フリーランス医師の存在が知られるようになって久しい。麻酔科などでは珍しい存在ではなくなったが、「病理医」という意外感もあって手に取ったのが『フリーランス病理医はつらいよ』である。


 病理医は、麻酔科医と同様に専門分野だけでは開業しにくい診療科だが、〈全国で約2120人〉という希少性に加え、医療技術や機器の進歩もあって、そのニーズは高まる一方だ。


 1人病理医の病院も珍しくない。病理医が確保できずに〈大学病院などから非常勤という形で病理医に臨時で来てもらうか、都道府県に登録している衛生検査所と呼ばれる施設に病理診断を依頼する〉病院もあるという。


 確かな腕を持っていることが大前提だが、フリーランス病理医という働き方が成立する条件は揃っている。


 テレビドラマ化もされた漫画『フラジャイル 病理医岸京一郎の所見』で、病理医は一般にも広く知られるようになったが、医師の世界ではかなりの少数派である。組織の中で声は小さくなりがちだろうが、働く側の立場で見れば、知られざるメリットもある。

☆ ☆ ☆ ☆

指示:
A. 本文の「フリーランス医師の存在が知ら」を含む箇所から「が成立する条件は揃っている。」までを書き写す。その際、「衛生検査所」を「検査センター」に差し替えること。
B. 本文によると、全国の病理医はおよそ何人か。

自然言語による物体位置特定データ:
☆ ☆ ☆ ☆

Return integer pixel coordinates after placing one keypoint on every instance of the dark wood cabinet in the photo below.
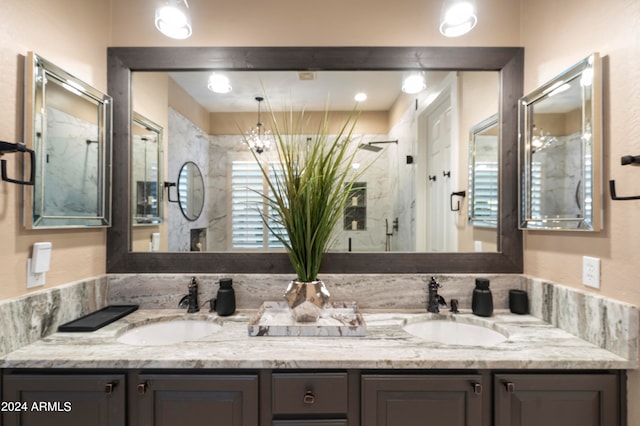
(191, 399)
(416, 400)
(310, 399)
(557, 400)
(64, 399)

☆ ☆ ☆ ☆

解答一覧:
A.
フリーランス医師の存在が知られるようになって久しい。麻酔科などでは珍しい存在ではなくなったが、「病理医」という意外感もあって手に取ったのが『フリーランス病理医はつらいよ』である。


 病理医は、麻酔科医と同様に専門分野だけでは開業しにくい診療科だが、〈全国で約2120人〉という希少性に加え、医療技術や機器の進歩もあって、そのニーズは高まる一方だ。


 1人病理医の病院も珍しくない。病理医が確保できずに〈大学病院などから非常勤という形で病理医に臨時で来てもらうか、都道府県に登録している検査センターと呼ばれる施設に病理診断を依頼する〉病院もあるという。


 確かな腕を持っていることが大前提だが、フリーランス病理医という働き方が成立する条件は揃っている。

B. 約2120人。